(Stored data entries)
=-=-=

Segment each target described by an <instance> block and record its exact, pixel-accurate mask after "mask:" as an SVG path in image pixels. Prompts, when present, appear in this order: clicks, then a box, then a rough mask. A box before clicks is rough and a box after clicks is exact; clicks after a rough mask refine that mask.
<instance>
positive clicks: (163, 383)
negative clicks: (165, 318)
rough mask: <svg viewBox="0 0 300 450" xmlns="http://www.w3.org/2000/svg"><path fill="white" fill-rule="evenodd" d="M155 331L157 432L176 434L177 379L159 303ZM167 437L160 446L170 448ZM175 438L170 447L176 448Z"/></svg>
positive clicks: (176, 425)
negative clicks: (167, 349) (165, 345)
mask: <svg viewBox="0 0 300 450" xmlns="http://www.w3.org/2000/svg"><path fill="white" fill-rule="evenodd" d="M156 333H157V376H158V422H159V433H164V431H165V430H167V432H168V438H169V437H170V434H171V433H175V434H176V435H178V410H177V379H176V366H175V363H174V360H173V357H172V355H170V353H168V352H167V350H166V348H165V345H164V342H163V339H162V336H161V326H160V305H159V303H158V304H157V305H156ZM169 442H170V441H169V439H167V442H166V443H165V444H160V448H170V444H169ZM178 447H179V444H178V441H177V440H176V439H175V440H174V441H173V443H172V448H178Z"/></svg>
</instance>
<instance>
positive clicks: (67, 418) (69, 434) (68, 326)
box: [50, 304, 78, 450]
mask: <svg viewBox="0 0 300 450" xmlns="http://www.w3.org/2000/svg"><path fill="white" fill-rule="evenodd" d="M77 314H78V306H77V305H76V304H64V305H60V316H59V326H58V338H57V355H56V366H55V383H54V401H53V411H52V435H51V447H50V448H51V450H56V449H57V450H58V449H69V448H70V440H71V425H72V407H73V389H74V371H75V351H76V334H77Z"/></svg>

=-=-=

Directions for this task: Scan the data above; copy every line where "rough" appears.

Answer to the problem:
Segment each target described by an <instance> block and record its exact, pixel-accurate mask after "mask:" as an SVG path in image pixels. Prompts, when present, appear in this order: clicks, then a box, then a rough mask. A box before clicks is rough and a box after clicks is exact; clicks after a rough mask refine that mask.
rough mask: <svg viewBox="0 0 300 450" xmlns="http://www.w3.org/2000/svg"><path fill="white" fill-rule="evenodd" d="M155 331L157 432L176 434L177 379L159 303ZM167 437L160 446L170 448ZM175 438L170 447L176 448Z"/></svg>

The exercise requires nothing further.